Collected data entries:
+---+
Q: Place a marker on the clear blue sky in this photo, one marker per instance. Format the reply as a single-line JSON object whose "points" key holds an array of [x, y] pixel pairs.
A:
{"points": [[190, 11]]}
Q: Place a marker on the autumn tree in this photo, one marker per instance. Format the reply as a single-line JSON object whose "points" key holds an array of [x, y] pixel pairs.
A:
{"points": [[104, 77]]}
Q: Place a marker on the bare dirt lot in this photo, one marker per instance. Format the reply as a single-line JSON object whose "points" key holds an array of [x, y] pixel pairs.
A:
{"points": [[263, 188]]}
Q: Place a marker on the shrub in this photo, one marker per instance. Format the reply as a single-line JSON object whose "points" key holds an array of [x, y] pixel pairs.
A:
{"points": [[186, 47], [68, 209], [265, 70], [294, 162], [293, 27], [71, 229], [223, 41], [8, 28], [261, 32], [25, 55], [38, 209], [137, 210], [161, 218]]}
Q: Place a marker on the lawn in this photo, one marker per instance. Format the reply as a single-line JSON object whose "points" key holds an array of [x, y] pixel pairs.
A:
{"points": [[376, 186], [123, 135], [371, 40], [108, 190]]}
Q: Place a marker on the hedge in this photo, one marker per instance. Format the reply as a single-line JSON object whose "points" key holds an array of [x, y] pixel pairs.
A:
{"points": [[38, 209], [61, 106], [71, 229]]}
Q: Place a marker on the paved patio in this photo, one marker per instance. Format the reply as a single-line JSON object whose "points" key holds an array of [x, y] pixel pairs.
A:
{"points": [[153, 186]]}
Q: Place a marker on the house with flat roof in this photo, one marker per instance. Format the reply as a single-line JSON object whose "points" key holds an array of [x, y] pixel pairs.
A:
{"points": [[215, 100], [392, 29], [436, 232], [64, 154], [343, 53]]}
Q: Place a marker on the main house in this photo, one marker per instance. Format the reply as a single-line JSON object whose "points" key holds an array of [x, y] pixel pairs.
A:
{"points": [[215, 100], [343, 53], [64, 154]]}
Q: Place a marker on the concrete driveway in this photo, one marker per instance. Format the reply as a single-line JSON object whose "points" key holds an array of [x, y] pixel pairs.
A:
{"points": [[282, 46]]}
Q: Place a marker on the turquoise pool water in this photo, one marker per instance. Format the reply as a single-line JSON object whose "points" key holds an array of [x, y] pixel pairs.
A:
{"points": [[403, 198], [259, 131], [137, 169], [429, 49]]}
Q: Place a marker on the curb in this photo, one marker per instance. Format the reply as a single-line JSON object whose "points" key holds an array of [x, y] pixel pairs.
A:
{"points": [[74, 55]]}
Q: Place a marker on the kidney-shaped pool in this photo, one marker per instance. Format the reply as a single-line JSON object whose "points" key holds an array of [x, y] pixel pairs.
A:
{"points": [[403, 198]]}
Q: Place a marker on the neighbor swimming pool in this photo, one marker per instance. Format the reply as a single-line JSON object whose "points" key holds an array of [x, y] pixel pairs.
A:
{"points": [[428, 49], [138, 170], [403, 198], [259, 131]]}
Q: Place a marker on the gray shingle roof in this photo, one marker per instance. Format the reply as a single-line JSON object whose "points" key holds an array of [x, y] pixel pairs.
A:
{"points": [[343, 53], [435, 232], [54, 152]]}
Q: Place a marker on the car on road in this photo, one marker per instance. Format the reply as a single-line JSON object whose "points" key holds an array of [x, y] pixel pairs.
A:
+---+
_WORK INSTRUCTIONS_:
Working through the data above, find every line holding "house" and copy it.

_EXERCISE ANSWER_:
Q: Place a marker on the house with flat roof in this photo, one marker per instance. Format the reply as a single-line JSON object whose "points" key holds an array of [x, y] pixel pairs.
Q: Place a marker on the main house in this photo, one marker per instance. Format the reply as a single-line JSON object whose "points" key holds an array of [x, y] pixel pairs.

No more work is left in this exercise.